» OBJECTIVE: Update the listing below from the line with "find the illuminated" through its end, changing "illuminated" to "lit" and leaving everything else in those lines unchanged.

= = = = =

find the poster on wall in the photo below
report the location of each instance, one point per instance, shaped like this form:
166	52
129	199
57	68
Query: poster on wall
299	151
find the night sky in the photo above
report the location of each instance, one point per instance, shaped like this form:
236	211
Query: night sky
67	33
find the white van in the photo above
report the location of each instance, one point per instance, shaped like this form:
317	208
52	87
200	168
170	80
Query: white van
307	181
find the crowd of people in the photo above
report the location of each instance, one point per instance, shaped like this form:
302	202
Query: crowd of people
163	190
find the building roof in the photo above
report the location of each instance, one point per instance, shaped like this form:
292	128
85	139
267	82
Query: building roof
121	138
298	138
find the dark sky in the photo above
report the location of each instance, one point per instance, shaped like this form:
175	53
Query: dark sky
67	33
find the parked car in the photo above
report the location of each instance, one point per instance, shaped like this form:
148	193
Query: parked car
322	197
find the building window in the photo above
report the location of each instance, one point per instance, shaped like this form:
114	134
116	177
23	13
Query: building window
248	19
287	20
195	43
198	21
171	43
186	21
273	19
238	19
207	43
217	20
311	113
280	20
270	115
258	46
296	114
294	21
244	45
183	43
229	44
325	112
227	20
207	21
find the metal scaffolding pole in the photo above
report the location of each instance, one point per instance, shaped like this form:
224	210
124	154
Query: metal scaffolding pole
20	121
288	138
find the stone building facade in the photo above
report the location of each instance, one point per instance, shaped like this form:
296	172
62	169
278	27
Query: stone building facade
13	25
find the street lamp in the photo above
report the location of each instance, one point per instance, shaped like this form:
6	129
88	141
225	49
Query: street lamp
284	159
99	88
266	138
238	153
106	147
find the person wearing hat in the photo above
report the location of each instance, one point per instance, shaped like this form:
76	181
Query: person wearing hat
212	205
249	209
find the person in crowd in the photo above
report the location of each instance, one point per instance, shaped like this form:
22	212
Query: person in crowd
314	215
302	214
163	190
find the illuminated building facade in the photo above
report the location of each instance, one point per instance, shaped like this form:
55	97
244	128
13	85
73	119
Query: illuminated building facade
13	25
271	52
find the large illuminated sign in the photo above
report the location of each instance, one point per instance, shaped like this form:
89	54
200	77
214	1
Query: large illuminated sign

= = = = =

» RESULT FOR THIS TASK:
find the lit building facade in the photo above
report the location of each instance, one point per instance, shaped like this form:
55	97
244	128
13	85
73	119
Query: lit building facade
13	25
271	52
find the large lit sign in the photo above
report the location of each instance, one point per instance, shaped like this form:
89	54
200	77
214	1
Query: large lit sign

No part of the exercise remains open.